====== Task inputs ======

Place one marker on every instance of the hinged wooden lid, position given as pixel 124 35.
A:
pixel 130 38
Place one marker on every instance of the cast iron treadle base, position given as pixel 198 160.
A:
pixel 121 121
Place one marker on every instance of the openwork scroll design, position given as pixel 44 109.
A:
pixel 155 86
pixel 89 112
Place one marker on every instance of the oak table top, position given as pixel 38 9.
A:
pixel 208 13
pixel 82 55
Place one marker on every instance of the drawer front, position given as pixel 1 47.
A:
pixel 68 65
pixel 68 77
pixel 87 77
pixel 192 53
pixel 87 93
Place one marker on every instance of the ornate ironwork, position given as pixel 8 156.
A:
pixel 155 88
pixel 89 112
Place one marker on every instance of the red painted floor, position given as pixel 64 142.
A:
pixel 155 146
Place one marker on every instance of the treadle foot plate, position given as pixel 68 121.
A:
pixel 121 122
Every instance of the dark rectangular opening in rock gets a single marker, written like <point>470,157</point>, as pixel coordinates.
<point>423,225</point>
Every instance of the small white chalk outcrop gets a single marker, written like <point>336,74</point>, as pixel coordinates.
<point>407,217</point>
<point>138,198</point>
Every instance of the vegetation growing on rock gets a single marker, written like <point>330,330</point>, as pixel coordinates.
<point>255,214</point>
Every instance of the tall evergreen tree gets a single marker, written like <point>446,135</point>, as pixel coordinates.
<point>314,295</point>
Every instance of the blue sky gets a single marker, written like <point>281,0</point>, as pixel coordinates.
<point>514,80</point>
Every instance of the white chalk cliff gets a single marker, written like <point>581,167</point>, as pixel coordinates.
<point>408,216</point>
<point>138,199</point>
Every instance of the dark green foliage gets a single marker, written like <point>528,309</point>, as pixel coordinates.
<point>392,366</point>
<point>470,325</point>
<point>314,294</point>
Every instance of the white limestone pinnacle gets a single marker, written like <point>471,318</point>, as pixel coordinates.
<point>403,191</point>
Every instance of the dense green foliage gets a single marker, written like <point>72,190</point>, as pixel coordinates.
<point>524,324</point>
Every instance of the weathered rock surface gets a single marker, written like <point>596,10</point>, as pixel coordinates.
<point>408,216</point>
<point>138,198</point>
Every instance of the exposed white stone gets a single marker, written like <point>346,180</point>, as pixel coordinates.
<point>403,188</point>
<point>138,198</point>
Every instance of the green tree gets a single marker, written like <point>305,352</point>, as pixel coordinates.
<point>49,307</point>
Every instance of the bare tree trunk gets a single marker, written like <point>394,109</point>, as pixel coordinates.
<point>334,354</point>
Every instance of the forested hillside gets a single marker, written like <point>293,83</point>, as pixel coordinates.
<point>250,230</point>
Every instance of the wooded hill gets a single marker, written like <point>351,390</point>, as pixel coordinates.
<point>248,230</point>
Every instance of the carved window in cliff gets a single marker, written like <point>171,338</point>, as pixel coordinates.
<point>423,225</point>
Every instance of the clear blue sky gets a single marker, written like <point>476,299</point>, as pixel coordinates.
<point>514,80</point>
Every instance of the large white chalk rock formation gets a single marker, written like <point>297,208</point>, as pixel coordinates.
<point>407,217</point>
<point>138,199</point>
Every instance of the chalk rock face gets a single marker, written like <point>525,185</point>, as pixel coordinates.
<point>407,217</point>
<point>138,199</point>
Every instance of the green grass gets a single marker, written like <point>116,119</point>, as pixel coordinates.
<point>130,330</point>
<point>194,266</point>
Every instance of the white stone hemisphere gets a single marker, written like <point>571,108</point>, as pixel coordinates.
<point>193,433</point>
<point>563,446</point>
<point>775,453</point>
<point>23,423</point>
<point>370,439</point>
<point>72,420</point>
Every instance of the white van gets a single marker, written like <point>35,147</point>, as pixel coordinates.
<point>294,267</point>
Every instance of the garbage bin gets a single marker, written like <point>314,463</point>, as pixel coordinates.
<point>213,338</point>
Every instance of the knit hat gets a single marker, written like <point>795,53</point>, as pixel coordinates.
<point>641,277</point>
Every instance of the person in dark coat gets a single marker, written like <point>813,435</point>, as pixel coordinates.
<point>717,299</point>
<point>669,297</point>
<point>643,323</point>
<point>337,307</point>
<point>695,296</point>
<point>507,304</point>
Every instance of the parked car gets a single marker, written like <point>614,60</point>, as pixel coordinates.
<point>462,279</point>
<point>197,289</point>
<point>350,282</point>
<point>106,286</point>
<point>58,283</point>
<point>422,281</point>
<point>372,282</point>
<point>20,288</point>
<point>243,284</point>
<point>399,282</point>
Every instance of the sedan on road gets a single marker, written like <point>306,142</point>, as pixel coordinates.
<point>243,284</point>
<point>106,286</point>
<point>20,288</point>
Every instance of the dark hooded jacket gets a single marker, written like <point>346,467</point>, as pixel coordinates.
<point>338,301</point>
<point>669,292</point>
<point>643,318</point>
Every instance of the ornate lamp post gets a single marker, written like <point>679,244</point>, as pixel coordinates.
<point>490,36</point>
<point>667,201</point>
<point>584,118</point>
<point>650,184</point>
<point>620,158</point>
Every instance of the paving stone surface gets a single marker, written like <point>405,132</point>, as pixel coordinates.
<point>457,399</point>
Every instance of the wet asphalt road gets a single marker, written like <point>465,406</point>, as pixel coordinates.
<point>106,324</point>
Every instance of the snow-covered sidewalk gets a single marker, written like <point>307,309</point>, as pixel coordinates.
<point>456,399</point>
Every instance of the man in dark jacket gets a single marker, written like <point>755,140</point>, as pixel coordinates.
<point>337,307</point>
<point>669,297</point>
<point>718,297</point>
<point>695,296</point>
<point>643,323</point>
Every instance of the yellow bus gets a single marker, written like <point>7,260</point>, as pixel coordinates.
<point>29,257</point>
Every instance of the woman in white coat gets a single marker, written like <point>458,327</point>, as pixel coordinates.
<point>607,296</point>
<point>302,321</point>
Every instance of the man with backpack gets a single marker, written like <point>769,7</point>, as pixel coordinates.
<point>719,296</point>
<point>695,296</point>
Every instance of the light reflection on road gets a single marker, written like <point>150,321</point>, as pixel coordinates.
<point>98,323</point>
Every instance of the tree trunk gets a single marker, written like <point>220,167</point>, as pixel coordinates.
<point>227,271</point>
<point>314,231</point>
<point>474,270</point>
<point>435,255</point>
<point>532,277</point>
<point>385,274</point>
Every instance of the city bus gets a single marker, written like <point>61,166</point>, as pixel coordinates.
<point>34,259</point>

======

__What you will do__
Take the entries above and copy them out exactly.

__Response to the exercise__
Place one marker on every instance of the hinged wooden lid, position given as pixel 124 35.
A:
pixel 130 38
Place one marker on every instance of the cast iron treadle base, position given as pixel 198 160.
A:
pixel 121 121
Place one marker on every instance of the openwork scroll design, position given as pixel 44 109.
A:
pixel 155 86
pixel 89 112
Place one marker on every instance of the oak table top, position given as pixel 38 9.
A:
pixel 208 13
pixel 82 55
Place one marker on every instance of the drawer front, position given as pixel 1 47.
A:
pixel 68 65
pixel 68 77
pixel 87 77
pixel 192 53
pixel 87 93
Place one marker on every instance of the ornate ironwork, position given as pixel 8 156.
A:
pixel 155 88
pixel 89 112
Place one marker on every instance of the red painted floor, position given as pixel 64 142.
A:
pixel 155 146
Place one marker on every instance of the treadle foot plate, position given as pixel 68 121.
A:
pixel 121 122
Every instance of the dark rectangular opening in rock gets a single marker, written like <point>470,157</point>, as pixel coordinates.
<point>423,225</point>
Every instance of the small white chalk outcrop gets a single marker, written like <point>336,74</point>, as pixel coordinates.
<point>407,217</point>
<point>138,198</point>
Every instance of the vegetation growing on rock gets a single marker, written like <point>330,330</point>, as pixel coordinates.
<point>255,214</point>
Every instance of the tall evergreen tree gets a single marker, written like <point>446,135</point>, as pixel coordinates.
<point>314,295</point>
Every instance of the blue sky gets a single marker, written like <point>281,0</point>, as pixel coordinates.
<point>514,80</point>
Every instance of the white chalk cliff gets a single marker, written like <point>581,167</point>, as pixel coordinates.
<point>408,216</point>
<point>138,199</point>
Every instance of the dark green foliage gets a single marker, written like <point>528,309</point>, as pixel coordinates.
<point>392,366</point>
<point>470,325</point>
<point>314,294</point>
Every instance of the white limestone pinnacle gets a single marker, written like <point>471,318</point>, as pixel coordinates.
<point>403,191</point>
Every instance of the dense green foliage gets a single marker, written like <point>72,190</point>, as pixel coordinates.
<point>524,324</point>
Every instance of the weathered rock surface gets a single marker, written like <point>596,10</point>, as pixel coordinates.
<point>408,216</point>
<point>138,198</point>
Every instance of the exposed white stone gets a single marker, written like <point>346,180</point>, as pixel coordinates.
<point>403,188</point>
<point>138,198</point>
Every instance of the green tree gets a single marker, written like <point>305,352</point>, as pixel coordinates.
<point>49,307</point>
Every instance of the bare tree trunk gets a single marker, written like <point>394,109</point>, as pixel coordinates.
<point>334,354</point>
Every instance of the forested hillside gets a single marker, written like <point>293,83</point>, as pixel coordinates.
<point>250,230</point>
Every instance of the wooded hill gets a single marker, written like <point>351,390</point>, as pixel coordinates.
<point>248,230</point>
Every instance of the carved window in cliff gets a single marker, written like <point>171,338</point>, as pixel coordinates.
<point>423,225</point>
Every instance of the clear blue sky gets a single marker, written like <point>476,299</point>, as pixel coordinates.
<point>514,80</point>
Every instance of the large white chalk rock formation gets a single marker, written like <point>297,208</point>, as pixel coordinates.
<point>407,217</point>
<point>138,199</point>
Every instance of the chalk rock face gets a single marker, written like <point>525,185</point>, as pixel coordinates.
<point>407,217</point>
<point>138,199</point>
Every instance of the green grass gets a single marker, written like <point>116,119</point>, as pixel coordinates.
<point>130,330</point>
<point>194,266</point>
Every instance of the white stone hemisphere gets a single marker, written like <point>571,108</point>, as pixel coordinates.
<point>193,433</point>
<point>563,446</point>
<point>775,453</point>
<point>23,423</point>
<point>370,439</point>
<point>72,420</point>
Every instance of the white van gets a single marker, written like <point>35,147</point>, as pixel coordinates.
<point>294,267</point>
Every instance of the garbage bin gets a single marker, written like <point>314,463</point>, as pixel coordinates.
<point>213,338</point>
Every instance of the knit hat gets a single marker, written like <point>795,53</point>, as pixel coordinates.
<point>641,277</point>
Every instance of the person in dark coat gets a single marker, written like <point>813,435</point>, as pixel coordinates.
<point>717,299</point>
<point>669,297</point>
<point>643,323</point>
<point>337,307</point>
<point>695,296</point>
<point>507,304</point>
Every instance of the parked car gets a single marker, written like <point>614,60</point>, as pixel coordinates.
<point>462,279</point>
<point>197,289</point>
<point>350,282</point>
<point>106,286</point>
<point>58,283</point>
<point>422,281</point>
<point>372,282</point>
<point>20,288</point>
<point>243,284</point>
<point>399,282</point>
Every instance of the sedan on road gets a single marker, written like <point>306,142</point>, as pixel coordinates.
<point>243,284</point>
<point>106,286</point>
<point>20,288</point>
Every instance of the dark hooded jacket gets a single marker, written like <point>346,467</point>, as pixel coordinates.
<point>338,301</point>
<point>669,292</point>
<point>643,318</point>
Every instance of the ornate lamp post gets a single marker, written like <point>679,244</point>, as pixel coordinates.
<point>490,36</point>
<point>667,201</point>
<point>584,118</point>
<point>650,184</point>
<point>620,158</point>
Every instance of the paving stone surface gets a single marker, written like <point>405,132</point>, as pixel coordinates.
<point>457,399</point>
Every instance of the wet asphalt road gets a single marker, written like <point>465,406</point>, as pixel coordinates.
<point>106,324</point>
Every instance of the snow-covered sidewalk gets a single marker, written like <point>307,309</point>, as pixel coordinates.
<point>456,399</point>
Every instance of the man in dark jacket gets a single marker, written like <point>755,140</point>, as pixel coordinates.
<point>337,307</point>
<point>669,297</point>
<point>718,297</point>
<point>695,296</point>
<point>643,323</point>
Every instance of the yellow bus gets a single marker, written like <point>7,260</point>, as pixel coordinates.
<point>29,257</point>
Every instance of the woman in white coat gets a single marker, written like <point>458,327</point>, as pixel coordinates.
<point>607,296</point>
<point>302,321</point>
Every instance of the man with backpack gets a single marker, written like <point>769,7</point>, as pixel coordinates.
<point>719,296</point>
<point>695,296</point>
Every instance of the light reflection on road gets a single marker, written like <point>150,321</point>, as pixel coordinates.
<point>98,323</point>
Every instance of the tree trunk gets a single marker, written like <point>220,167</point>, as pixel coordinates.
<point>227,271</point>
<point>314,231</point>
<point>474,270</point>
<point>435,255</point>
<point>532,277</point>
<point>385,274</point>
Every instance of the city bus gets a single marker, written like <point>61,166</point>, as pixel coordinates.
<point>34,259</point>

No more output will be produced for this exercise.